YOUR INSTRUCTIONS » Translate into French the following sentence from the excerpt on public relations work: "Companies usually have separate budgets for public relations (PR) and advertising."

EXCERPT TO READ »
>> BEGIN
How does your job fit into the marketing process? My job is 90% relationships and understanding people. I work on the communicaton and image of my clients. I make sure journalists and newspapers talk about my clients. Companies usually have separate budgets for public relations (PR) and advertising.
Non-French companies typically have a Head of Europe. Usually the head of marketing and the head of public relations work together under the head of communications. I act as their head of communication, as an extension of their marketing team in charge of their press relations in the French market to get them appeared in newspapers such as Figaro, Les Echos, Challenges, and Le Point. When journalists write special articles on my client’s particular industry, or when my client launches a new product, or just to make sure my client’s economists and experts are quoted very often in the newspapers, I work to make sure the journalists talk positively about my client.
In times of crisis, my job is to protect my clients ensuring the situation has been well explained to journalists and that no misleading unverified information is published.
For the positive stories my job is to negotiate to have the biggest stories because I pitch the story to the journalist and explain why it’s interesting. This involves working hand-in-hand with journalists and pitching in such a way that they want to write about my clients. There’s a lot of psychology behind it: understanding how someone works and what their and their readers are interested in.
>> END
(Coordinate annotation rows)
>> BEGIN
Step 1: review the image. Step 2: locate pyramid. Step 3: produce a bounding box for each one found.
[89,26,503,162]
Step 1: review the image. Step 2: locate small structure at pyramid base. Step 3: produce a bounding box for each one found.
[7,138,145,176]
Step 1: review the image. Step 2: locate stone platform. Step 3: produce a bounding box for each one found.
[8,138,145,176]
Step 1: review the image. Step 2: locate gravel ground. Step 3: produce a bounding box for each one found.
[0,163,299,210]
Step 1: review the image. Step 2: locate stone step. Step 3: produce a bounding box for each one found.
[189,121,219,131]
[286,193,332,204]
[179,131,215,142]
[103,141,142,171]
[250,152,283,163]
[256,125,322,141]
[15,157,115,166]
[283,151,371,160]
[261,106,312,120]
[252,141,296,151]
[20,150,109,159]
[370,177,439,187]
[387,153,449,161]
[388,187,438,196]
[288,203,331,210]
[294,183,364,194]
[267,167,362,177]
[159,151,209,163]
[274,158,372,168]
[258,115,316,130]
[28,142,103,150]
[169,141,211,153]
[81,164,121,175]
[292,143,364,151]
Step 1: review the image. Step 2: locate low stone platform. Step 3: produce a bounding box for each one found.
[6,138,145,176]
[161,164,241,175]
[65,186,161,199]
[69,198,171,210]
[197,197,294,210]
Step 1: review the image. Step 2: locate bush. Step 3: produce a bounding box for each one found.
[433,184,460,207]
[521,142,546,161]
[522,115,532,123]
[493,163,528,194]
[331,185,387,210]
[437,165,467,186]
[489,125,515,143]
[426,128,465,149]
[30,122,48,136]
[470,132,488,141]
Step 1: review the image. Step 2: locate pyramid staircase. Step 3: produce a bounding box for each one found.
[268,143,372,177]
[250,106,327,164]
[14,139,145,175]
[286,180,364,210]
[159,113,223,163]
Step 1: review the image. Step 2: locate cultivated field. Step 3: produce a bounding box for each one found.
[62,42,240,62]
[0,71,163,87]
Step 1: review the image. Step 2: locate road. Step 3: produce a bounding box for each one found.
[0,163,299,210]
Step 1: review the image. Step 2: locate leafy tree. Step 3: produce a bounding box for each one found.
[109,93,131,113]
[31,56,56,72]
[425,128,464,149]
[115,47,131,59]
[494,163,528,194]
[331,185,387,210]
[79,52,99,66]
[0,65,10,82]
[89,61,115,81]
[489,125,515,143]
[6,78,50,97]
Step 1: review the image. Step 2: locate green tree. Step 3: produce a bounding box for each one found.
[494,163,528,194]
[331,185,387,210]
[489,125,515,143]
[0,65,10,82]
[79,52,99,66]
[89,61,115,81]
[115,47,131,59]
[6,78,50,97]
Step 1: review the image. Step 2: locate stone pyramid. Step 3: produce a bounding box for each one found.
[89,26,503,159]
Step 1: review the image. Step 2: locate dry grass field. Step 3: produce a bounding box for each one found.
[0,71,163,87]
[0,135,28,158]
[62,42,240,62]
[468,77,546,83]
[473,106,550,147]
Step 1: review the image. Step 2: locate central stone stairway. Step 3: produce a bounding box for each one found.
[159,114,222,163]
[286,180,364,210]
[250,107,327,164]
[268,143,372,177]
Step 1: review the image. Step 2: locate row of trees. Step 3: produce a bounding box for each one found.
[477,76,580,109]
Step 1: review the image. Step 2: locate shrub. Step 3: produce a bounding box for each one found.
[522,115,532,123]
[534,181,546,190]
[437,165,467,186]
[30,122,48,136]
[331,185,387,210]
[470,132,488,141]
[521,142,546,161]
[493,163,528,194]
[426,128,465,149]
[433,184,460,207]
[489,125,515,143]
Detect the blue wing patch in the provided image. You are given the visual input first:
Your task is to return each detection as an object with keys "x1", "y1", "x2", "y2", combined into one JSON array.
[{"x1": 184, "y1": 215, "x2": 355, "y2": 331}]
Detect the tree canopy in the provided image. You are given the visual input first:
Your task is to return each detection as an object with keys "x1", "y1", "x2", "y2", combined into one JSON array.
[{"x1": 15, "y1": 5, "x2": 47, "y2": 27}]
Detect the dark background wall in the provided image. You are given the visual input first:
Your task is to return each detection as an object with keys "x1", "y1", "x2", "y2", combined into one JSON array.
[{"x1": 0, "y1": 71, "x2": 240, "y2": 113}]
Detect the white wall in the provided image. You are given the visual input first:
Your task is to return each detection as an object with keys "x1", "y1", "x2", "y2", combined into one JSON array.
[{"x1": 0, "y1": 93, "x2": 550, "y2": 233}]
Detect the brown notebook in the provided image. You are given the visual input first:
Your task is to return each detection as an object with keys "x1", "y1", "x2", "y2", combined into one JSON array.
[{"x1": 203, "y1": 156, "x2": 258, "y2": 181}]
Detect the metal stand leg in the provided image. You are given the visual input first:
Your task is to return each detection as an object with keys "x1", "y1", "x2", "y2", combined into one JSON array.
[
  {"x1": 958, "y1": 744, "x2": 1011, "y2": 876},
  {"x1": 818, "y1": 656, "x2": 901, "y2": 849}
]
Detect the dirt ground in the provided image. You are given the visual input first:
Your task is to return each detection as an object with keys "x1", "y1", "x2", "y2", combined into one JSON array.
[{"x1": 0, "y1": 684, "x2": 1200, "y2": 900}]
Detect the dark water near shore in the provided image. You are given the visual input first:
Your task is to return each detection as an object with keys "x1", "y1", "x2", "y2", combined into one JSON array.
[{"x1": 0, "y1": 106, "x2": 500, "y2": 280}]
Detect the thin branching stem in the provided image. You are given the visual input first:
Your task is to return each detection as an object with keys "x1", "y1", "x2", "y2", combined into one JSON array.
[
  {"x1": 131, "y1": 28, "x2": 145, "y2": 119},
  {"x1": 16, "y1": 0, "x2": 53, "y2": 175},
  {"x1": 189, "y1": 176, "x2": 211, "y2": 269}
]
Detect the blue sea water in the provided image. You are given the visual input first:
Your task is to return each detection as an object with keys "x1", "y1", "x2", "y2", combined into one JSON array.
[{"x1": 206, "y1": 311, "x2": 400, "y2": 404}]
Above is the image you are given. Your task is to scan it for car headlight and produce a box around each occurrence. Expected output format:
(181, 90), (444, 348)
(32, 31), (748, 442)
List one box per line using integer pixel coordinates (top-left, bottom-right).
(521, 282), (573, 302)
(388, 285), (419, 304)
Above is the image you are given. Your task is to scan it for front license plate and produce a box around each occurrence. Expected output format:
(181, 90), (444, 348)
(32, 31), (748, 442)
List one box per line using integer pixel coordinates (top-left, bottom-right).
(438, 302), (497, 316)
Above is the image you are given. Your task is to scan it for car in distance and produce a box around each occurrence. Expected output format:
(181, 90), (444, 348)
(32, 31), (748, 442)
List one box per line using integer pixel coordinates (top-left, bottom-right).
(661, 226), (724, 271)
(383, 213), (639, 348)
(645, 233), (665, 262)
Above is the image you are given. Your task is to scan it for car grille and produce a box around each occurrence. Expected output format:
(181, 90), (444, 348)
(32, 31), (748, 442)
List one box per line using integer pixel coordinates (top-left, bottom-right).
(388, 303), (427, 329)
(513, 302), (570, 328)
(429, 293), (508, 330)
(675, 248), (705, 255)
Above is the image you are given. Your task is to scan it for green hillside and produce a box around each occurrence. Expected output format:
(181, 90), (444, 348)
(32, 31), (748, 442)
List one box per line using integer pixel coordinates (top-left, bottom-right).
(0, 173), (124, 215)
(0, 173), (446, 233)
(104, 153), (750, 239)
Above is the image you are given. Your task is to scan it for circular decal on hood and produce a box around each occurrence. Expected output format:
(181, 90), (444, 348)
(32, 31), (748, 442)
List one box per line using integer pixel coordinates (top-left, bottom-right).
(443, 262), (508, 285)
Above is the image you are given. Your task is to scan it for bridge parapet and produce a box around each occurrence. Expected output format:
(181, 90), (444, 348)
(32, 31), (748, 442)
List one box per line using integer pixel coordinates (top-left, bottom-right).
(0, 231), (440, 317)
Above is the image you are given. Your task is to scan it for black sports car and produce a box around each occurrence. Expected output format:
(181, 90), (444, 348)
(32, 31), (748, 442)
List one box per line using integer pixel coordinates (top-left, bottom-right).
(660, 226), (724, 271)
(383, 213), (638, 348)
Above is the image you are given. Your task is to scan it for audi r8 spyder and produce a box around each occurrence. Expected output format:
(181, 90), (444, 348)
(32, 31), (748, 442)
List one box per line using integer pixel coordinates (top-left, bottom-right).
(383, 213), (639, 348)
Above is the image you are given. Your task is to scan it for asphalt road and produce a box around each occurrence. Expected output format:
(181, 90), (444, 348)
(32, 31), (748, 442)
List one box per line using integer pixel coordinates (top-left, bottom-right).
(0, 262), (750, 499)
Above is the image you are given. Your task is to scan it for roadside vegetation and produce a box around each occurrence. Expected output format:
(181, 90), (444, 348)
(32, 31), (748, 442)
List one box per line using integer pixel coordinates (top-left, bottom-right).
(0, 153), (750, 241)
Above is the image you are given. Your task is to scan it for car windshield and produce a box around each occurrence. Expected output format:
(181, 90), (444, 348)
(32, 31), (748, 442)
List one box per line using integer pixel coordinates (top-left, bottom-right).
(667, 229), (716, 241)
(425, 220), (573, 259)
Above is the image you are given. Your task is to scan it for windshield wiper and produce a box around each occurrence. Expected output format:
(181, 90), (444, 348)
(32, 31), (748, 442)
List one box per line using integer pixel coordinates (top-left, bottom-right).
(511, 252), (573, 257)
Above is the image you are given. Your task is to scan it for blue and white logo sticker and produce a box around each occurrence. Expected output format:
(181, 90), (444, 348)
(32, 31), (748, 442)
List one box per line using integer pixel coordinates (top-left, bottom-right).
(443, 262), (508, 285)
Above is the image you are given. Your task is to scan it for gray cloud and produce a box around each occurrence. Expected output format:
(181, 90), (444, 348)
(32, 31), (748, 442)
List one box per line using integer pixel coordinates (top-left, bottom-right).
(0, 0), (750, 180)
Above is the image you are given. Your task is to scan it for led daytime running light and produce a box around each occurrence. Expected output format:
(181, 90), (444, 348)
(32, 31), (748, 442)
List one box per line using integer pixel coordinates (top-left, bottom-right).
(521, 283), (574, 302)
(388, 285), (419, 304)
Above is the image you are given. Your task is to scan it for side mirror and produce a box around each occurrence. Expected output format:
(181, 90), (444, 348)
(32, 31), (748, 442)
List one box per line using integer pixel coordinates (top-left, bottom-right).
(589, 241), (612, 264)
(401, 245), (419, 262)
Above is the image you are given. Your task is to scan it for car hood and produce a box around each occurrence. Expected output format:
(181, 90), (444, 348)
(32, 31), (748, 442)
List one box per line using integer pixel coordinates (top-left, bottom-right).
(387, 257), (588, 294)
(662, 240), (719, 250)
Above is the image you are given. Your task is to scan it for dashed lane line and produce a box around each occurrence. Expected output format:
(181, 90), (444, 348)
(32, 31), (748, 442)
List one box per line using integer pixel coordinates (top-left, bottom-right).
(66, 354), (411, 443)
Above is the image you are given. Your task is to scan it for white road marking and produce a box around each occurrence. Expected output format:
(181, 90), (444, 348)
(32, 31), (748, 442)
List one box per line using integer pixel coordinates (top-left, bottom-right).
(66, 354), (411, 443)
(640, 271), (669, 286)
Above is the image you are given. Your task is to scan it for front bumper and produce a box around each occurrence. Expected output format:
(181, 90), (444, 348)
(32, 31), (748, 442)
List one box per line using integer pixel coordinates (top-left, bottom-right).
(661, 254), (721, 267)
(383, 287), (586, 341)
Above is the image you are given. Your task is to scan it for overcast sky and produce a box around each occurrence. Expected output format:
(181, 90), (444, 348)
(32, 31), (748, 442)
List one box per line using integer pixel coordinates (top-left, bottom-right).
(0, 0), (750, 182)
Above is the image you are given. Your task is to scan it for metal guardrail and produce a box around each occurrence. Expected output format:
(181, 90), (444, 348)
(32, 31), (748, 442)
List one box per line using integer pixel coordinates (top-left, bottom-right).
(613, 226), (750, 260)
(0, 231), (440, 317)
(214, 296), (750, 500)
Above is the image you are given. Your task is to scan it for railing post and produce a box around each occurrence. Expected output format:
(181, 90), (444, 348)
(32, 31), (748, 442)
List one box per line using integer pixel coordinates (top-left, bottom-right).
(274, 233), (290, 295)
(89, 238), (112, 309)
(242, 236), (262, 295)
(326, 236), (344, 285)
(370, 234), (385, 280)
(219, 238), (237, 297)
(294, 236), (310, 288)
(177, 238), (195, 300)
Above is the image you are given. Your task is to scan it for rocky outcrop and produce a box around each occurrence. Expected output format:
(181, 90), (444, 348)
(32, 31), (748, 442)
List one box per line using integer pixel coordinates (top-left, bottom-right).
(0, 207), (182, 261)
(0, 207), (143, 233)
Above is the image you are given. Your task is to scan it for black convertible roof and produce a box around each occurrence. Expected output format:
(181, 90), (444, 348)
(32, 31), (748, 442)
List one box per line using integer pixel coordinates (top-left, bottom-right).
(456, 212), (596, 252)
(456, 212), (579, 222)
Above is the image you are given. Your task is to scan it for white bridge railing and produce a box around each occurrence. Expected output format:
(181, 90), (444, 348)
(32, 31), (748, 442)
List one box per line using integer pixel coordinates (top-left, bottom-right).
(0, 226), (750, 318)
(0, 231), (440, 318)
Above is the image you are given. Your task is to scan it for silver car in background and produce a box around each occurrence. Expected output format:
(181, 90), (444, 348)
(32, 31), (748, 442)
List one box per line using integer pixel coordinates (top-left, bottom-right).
>> END
TASK RESULT » Les entreprises disposent généralement de budgets distincts pour les relations publiques (RP) et la publicité.